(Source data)
--------------------------------------------------

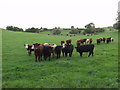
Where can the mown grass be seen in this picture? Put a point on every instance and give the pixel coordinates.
(21, 70)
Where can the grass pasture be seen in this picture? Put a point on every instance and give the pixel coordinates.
(21, 71)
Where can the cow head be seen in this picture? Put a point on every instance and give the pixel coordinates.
(36, 45)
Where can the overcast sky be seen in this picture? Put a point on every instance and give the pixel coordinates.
(59, 13)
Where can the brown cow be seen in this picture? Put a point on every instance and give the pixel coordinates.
(62, 42)
(68, 41)
(29, 48)
(98, 41)
(53, 48)
(90, 40)
(38, 51)
(103, 39)
(78, 43)
(83, 40)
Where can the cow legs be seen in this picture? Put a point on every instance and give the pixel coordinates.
(65, 54)
(59, 55)
(70, 54)
(89, 54)
(92, 53)
(81, 54)
(36, 58)
(39, 58)
(49, 58)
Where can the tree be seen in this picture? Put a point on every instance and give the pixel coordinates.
(33, 30)
(89, 28)
(12, 28)
(72, 27)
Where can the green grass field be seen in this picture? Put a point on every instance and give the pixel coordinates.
(21, 71)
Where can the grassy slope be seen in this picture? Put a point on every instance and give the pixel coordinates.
(21, 70)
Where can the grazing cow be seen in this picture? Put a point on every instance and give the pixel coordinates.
(38, 51)
(108, 40)
(68, 49)
(112, 39)
(83, 40)
(53, 48)
(63, 47)
(87, 41)
(78, 44)
(68, 41)
(58, 50)
(103, 39)
(90, 40)
(85, 48)
(98, 41)
(26, 46)
(29, 48)
(62, 42)
(47, 52)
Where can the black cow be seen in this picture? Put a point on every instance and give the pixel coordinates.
(85, 48)
(47, 52)
(68, 49)
(58, 50)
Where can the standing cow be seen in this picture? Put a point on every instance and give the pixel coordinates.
(85, 48)
(68, 50)
(38, 51)
(47, 52)
(58, 50)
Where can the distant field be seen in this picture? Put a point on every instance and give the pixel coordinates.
(21, 70)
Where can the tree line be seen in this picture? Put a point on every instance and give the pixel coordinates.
(89, 29)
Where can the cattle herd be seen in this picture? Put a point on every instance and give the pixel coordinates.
(46, 50)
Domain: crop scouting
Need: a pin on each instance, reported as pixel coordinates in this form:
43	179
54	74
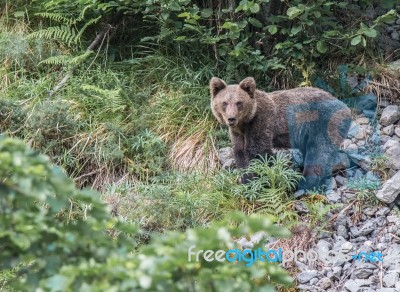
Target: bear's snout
231	121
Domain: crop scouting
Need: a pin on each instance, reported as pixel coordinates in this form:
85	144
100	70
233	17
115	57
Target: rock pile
375	229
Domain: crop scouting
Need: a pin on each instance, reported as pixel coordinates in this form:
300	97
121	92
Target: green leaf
19	13
206	13
184	14
255	22
389	17
356	40
255	8
293	12
227	25
317	14
370	32
174	6
272	29
295	30
321	47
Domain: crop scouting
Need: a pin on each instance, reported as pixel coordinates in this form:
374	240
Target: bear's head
233	105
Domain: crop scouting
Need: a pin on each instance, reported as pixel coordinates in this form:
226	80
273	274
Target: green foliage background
115	94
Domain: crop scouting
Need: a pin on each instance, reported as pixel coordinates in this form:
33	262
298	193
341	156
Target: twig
91	47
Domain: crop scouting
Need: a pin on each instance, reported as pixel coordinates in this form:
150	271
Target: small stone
363	273
388	130
324	283
368	243
352	148
397	131
390	115
332	196
370	211
346	143
392	151
306	276
355	285
346	247
337	271
390	279
341	180
364	161
302	267
362	121
390	189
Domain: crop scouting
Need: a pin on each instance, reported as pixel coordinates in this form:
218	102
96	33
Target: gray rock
365	229
388	130
300	207
341	180
355	285
391	258
352	148
390	115
356	131
390	279
392	151
390	189
306	276
397	131
370	211
364	161
324	283
363	273
302	267
384	139
346	247
336	271
342	231
313	281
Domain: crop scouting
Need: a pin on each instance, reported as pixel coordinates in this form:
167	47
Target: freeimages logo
250	256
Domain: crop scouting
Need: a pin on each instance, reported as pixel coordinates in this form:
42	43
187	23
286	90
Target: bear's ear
249	85
216	85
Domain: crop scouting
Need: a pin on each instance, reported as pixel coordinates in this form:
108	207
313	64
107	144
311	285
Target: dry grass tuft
386	84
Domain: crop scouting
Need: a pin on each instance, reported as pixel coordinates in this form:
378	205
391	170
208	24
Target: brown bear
308	119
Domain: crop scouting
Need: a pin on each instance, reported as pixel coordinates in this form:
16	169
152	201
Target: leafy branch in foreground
53	237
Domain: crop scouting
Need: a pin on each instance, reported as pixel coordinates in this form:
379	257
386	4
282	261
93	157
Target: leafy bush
274	183
54	237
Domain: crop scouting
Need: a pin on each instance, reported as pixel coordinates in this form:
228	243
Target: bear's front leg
256	145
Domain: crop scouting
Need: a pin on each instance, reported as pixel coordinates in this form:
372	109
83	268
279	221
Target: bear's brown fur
308	119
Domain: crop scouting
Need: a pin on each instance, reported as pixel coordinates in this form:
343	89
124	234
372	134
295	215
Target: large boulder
390	115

--------------------------------------------------

Exercise →
A verbatim copy of the data, free of pictures, is the expected answer.

Answer box →
Where can the mown grass be seen in this picture? Put a point on every instance and give the pixel coordinates.
(21, 70)
Where can the grass pasture be seen in this picture? Put a point on every instance and give the pixel coordinates.
(21, 71)
Where can the cow head be seen in this picture? Put a point on every instance and give the pixel coordinates.
(36, 45)
Where can the overcast sky be seen in this picture? Put a point on every instance and give the pixel coordinates.
(59, 13)
Where can the brown cow be seen in this picture? Put a point on every instance and give the pixel coordinates.
(62, 42)
(68, 41)
(29, 48)
(98, 41)
(53, 48)
(90, 40)
(38, 51)
(103, 39)
(78, 43)
(83, 40)
Where can the cow legs be seen in this picture? Put a point on every instance and give the pixel coordinates.
(65, 54)
(59, 55)
(70, 54)
(89, 54)
(92, 53)
(81, 54)
(36, 58)
(39, 58)
(49, 58)
Where can the tree be seen in this picture? Put a point on every instance and give the pixel coordinates.
(33, 30)
(89, 28)
(12, 28)
(72, 27)
Where can the green grass field be seen in this picture? Put a point on every instance and give the pixel coordinates.
(21, 71)
Where can the grassy slope be seen in this picture? Put a point on every instance and give the pixel coordinates.
(21, 70)
Where can the grazing cow be seen in this picture? Put a point on every instance and give the pixel coordinates.
(38, 51)
(108, 40)
(68, 49)
(112, 39)
(83, 40)
(53, 48)
(63, 47)
(87, 41)
(78, 44)
(68, 41)
(58, 50)
(103, 39)
(90, 40)
(85, 48)
(98, 41)
(26, 46)
(29, 48)
(62, 42)
(47, 52)
Where can the black cow be seen in this picture? Put a point on every instance and give the pixel coordinates.
(85, 48)
(47, 52)
(68, 49)
(58, 50)
Where can the standing cow be seen in this picture? Put a point on every instance and give the pixel coordinates.
(85, 48)
(68, 50)
(38, 51)
(47, 52)
(58, 50)
Where can the distant field be seen in this picture? Put a point on every instance and give the pixel coordinates.
(21, 70)
Where can the tree line be seen in this picture? Put a point on every instance and give the pixel coordinates.
(89, 29)
Where can the cattle herd be seen in this picture? Put a point on every instance and give the pixel coordinates.
(46, 50)
Domain: crop scouting
Need: a pin on each instance, reported as pixel coordinates in this form:
43	179
54	74
Target: bear's snout
231	121
Domain: crop scouting
Need: a pin on each instance, reported as pixel coordinates in this form:
85	144
100	70
233	17
115	57
Target: rock pile
375	229
Domain: crop scouting
Need: a pin on each instance, reported as pixel coordinates in this form:
300	97
121	92
Target: green leaf
19	13
206	13
184	14
255	22
389	17
356	40
255	8
293	12
227	25
317	14
370	32
174	6
272	29
295	30
321	47
Domain: crop scouting
Need: a pin on each instance, reported as pixel coordinates in this form:
374	240
Target: bear's head
233	105
Domain: crop scouting
Need: a pin on each instance, reported as pixel coordinates in this form:
226	80
273	274
Target: green foliage background
115	94
Domain: crop scouting
Need: a pin on each instance, reported as pixel coordinates in this form:
33	262
298	193
341	156
Target: twig
91	47
Domain: crop scouting
Need: a pin on each instance, reported as pixel coordinates in this form:
150	271
Target: small stone
363	273
388	130
324	283
368	243
352	148
397	131
390	115
332	196
370	211
346	143
392	151
306	276
355	285
346	247
337	271
390	279
341	180
364	161
302	267
362	121
390	189
Domain: crop scouting
Need: a pin on each instance, reported as pixel coordinates in this form:
218	102
96	33
Target: gray rock
365	229
388	130
300	207
341	180
355	285
391	258
352	148
390	115
356	131
390	279
392	151
390	189
306	276
397	131
370	211
364	161
324	283
363	273
302	267
384	139
346	247
336	271
342	231
313	281
Domain: crop scouting
Need: a pin on each instance, reported as pixel coordinates in this form:
167	47
Target: freeimages logo
250	256
Domain: crop scouting
Need: a pin on each instance, reported as pixel coordinates in this form:
42	43
187	23
286	90
Target: bear's ear
249	85
216	85
Domain: crop scouting
Need: a pin on each instance, reported as pixel coordinates in this form:
108	207
313	64
107	144
311	285
Target: dry grass tuft
386	84
Domain: crop scouting
Need: a pin on each instance, reported as pixel coordinates in this form:
378	205
391	170
208	24
Target: brown bear
308	119
Domain: crop scouting
Need: a pin on each instance, reported as pixel coordinates in this form:
16	169
152	201
Target: leafy branch in foreground
53	237
Domain: crop scouting
Need: a pin on each instance, reported as pixel coordinates in this form:
379	257
386	4
282	261
93	157
Target: leafy bush
274	183
54	237
Domain: crop scouting
Need: a pin on each instance, reported as pixel coordinates in this form:
228	243
Target: bear's front leg
256	145
Domain: crop scouting
Need: a pin on each instance, reported as pixel coordinates in this form:
372	109
83	268
279	221
Target: bear's brown fur
308	119
Domain: crop scouting
Need: a pin on each instance, reported as pixel coordinates in this form:
343	89
124	234
372	134
295	215
Target: large boulder
390	115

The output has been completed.